## begin DATA SUPPLIED
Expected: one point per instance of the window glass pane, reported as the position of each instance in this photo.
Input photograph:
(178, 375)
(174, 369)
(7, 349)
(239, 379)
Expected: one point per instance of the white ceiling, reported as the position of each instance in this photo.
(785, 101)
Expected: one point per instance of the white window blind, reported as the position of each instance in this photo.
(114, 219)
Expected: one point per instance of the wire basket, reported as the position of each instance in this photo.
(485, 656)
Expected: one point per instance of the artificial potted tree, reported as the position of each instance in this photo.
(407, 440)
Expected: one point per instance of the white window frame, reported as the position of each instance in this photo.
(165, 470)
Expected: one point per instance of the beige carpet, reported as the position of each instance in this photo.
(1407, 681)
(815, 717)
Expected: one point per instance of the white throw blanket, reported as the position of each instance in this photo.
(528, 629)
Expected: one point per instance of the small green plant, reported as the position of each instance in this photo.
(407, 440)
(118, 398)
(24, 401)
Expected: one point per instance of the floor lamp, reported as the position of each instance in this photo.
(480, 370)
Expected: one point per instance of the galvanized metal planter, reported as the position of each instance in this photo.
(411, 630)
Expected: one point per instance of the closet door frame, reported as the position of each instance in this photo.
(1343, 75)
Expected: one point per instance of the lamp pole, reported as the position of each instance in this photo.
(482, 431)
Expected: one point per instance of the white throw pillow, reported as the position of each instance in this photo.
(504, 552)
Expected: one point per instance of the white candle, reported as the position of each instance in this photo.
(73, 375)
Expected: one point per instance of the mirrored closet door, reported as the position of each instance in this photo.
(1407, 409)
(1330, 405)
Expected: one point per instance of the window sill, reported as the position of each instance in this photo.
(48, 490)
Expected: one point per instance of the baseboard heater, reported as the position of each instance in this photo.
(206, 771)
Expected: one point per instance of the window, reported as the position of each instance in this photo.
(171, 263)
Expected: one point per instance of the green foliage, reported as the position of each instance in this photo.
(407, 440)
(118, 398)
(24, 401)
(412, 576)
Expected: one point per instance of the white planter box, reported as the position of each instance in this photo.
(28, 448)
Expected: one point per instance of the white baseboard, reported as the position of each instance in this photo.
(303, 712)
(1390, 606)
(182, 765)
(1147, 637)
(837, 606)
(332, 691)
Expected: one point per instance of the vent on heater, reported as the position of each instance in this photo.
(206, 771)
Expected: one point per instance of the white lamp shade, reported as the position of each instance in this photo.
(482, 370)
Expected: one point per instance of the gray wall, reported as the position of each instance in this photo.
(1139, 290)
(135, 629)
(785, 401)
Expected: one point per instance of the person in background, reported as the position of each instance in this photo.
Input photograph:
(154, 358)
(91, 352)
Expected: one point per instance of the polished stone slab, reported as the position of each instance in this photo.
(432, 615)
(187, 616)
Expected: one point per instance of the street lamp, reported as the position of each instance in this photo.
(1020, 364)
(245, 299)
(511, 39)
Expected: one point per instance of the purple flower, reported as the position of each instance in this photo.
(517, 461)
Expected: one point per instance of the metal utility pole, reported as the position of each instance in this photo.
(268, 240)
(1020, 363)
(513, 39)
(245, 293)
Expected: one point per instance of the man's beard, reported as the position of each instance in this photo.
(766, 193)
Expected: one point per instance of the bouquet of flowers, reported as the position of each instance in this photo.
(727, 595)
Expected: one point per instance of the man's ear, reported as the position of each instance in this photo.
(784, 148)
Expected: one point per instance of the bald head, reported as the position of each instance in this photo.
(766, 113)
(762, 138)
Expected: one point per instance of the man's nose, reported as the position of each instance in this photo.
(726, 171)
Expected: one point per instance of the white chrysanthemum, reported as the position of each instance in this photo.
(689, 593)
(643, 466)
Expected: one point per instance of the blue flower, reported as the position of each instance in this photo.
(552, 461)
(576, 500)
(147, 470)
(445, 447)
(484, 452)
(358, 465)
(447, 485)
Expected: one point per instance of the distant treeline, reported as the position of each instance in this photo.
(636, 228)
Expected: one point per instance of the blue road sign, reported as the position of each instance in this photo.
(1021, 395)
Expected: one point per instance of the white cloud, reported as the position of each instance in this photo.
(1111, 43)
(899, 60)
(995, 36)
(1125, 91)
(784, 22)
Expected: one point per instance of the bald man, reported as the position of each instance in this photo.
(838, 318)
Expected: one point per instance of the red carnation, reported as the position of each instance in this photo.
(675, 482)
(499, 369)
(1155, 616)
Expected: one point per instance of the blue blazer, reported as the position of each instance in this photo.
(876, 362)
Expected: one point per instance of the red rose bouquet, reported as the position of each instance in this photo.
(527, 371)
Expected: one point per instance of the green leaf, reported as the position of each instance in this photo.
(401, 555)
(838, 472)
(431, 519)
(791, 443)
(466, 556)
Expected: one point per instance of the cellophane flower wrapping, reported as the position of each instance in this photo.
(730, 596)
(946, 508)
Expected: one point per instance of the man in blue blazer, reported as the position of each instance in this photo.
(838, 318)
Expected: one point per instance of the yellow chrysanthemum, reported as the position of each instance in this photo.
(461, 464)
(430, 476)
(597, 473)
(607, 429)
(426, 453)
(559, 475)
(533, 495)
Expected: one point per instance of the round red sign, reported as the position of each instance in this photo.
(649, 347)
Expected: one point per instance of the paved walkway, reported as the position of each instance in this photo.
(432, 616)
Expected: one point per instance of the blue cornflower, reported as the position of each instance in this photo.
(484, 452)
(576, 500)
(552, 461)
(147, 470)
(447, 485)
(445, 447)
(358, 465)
## end DATA SUPPLIED
Rewrite all of the records above, substituting "this image" for "this photo" wherever it occurs and leaving every other part unchanged.

Expected: one point per instance of the window glass pane, reported as the position of each instance in this image.
Input photograph:
(178, 375)
(174, 369)
(7, 349)
(239, 379)
Expected: one point per instance of the white ceiling, reported as the position of each instance in this image.
(785, 101)
Expected: one point per instance of the white window blind, reported as the position of each instance in this image.
(114, 219)
Expected: one point per instance of the wire basket, reported as the position of each instance in this image.
(485, 656)
Expected: one point per instance of the artificial potted tree, reported as the position of each instance in this image.
(407, 440)
Expected: one point per instance of the white window frame, reported as the position of each instance in this image.
(165, 470)
Expected: one point per instance of the beige carpet, reported as the position of each instance in this image.
(1407, 681)
(815, 717)
Expected: one point per instance of the white throw blanket, reported as the position of each instance in this image.
(528, 629)
Expected: one point per instance of the small green plant, reported as the position of each instance in this image.
(407, 440)
(118, 398)
(24, 401)
Expected: one point per instance of the floor lamp, reported as the position of each instance in this image.
(480, 370)
Expected: one point per instance of the galvanized metal planter, reported as the position of each instance in this image.
(411, 630)
Expected: one point per instance of the closet door frame, reported as the position of each instance in this image.
(1343, 75)
Expected: one point per instance of the lamp pole, reported as the position of each instance in this image.
(482, 431)
Expected: one point per instance of the white throw pillow, reported as the position of each instance in this image.
(504, 552)
Expected: one point per instance of the white candle, reported as the position of each instance in this image.
(73, 375)
Expected: one point per instance of the mirrored closet door, reported as the position of each instance in this image.
(1407, 409)
(1330, 405)
Expected: one point per instance of the window sill, reported as the position of each instance in this image.
(48, 490)
Expected: one point per instance of the baseboard heater, reported as the position of each instance in this image.
(206, 771)
Expected: one point per instance of the window, reported as the position of each instance in this image.
(171, 263)
Expected: one point per instance of the green foliage, reported as the position of each instance in this image.
(407, 440)
(118, 398)
(24, 401)
(412, 576)
Expected: one point per instance of the white planter box, reported as the position of each instance in this image.
(28, 448)
Expected: one point per instance of the white baseboard, reported as the position of each instance in this image.
(303, 712)
(1390, 606)
(182, 765)
(1147, 637)
(837, 606)
(332, 691)
Expected: one point per instance of the vent on heater, reported as the position of each instance in this image.
(206, 771)
Expected: one point per instance of the white lamp shade, reported as the position of each instance in this image.
(482, 370)
Expected: one point per instance of the gray wall, reported as the position of each instance in this image.
(1139, 290)
(135, 629)
(785, 401)
Expected: one point per instance of the person in background, reported as the position of each instance in this image.
Input photograph:
(154, 358)
(91, 352)
Expected: one point per instance of the polished stone slab, reported as the position of each instance in this image.
(432, 615)
(187, 616)
Expected: one point per instance of the street lamp, reported as the position of each instance in this image.
(1020, 364)
(245, 299)
(511, 39)
Expected: one point per instance of the purple flower, reported as the position of each instance in this image.
(517, 461)
Expected: one point per instance of the metal utility pole, reported as the position of each instance in this image.
(268, 240)
(1020, 363)
(513, 39)
(245, 293)
Expected: one point per instance of the man's beard, reported as the position of each instance in this image.
(766, 193)
Expected: one point per instance of the bouquet of flowers, reported as the position of each instance in this image.
(727, 595)
Expected: one point per instance of the man's ear, reported as the position of each instance in this image.
(784, 148)
Expected: one point per instance of the bald head, reported as the position of each instance in this image.
(766, 113)
(762, 138)
Expected: one point per instance of the man's nose, reported as the position of each instance in this image.
(726, 171)
Expected: one point per instance of the white chrysanthemum, reported as the position of each instance in this image.
(689, 593)
(643, 466)
Expected: one point per instance of the blue flower, reported as the position of each instance in this image.
(552, 461)
(576, 500)
(147, 470)
(445, 447)
(484, 452)
(358, 465)
(447, 485)
Expected: one point per instance of the distant treeline, reported as the position of each instance in this image.
(636, 228)
Expected: one point per instance of the blue road sign, reported as the position of each instance in this image.
(1021, 395)
Expected: one point per instance of the white cloud, reported as the position of each instance in this image.
(1111, 43)
(899, 60)
(995, 36)
(1125, 91)
(784, 22)
Expected: one point per instance of the bald man, reported as the position of each instance in this image.
(838, 318)
Expected: one point per instance of the red carnation, reported as the position of each instance in this image.
(675, 482)
(499, 369)
(1155, 616)
Expected: one point per instance of the blue blazer, reported as the position of each instance in this image.
(876, 362)
Expected: one point per instance of the red rose bouquet, reported as the position of each instance in this image.
(527, 371)
Expected: one point per instance of the green leaf, reported as the position of each instance in this image.
(401, 555)
(838, 472)
(431, 519)
(791, 443)
(466, 556)
Expected: one point per instance of the cellophane flower wrapping, reported as the position of each instance in this image.
(730, 596)
(946, 508)
Expected: one point per instance of the man in blue blazer, reported as the position of each instance in this image.
(838, 318)
Expected: one point per instance of the yellow chrysanthemum, reported as the position of each instance in this image.
(461, 464)
(430, 476)
(597, 473)
(607, 429)
(426, 453)
(559, 475)
(533, 495)
Expected: one point per instance of the round red sign, reported as the position of each instance in this image.
(649, 347)
Expected: one point per instance of the paved walkway, reported as the position of each instance in this image.
(432, 616)
Expected: one point per instance of the blue cornflower, reported as the position of each instance in this image.
(484, 452)
(576, 500)
(552, 461)
(147, 470)
(447, 485)
(445, 447)
(358, 465)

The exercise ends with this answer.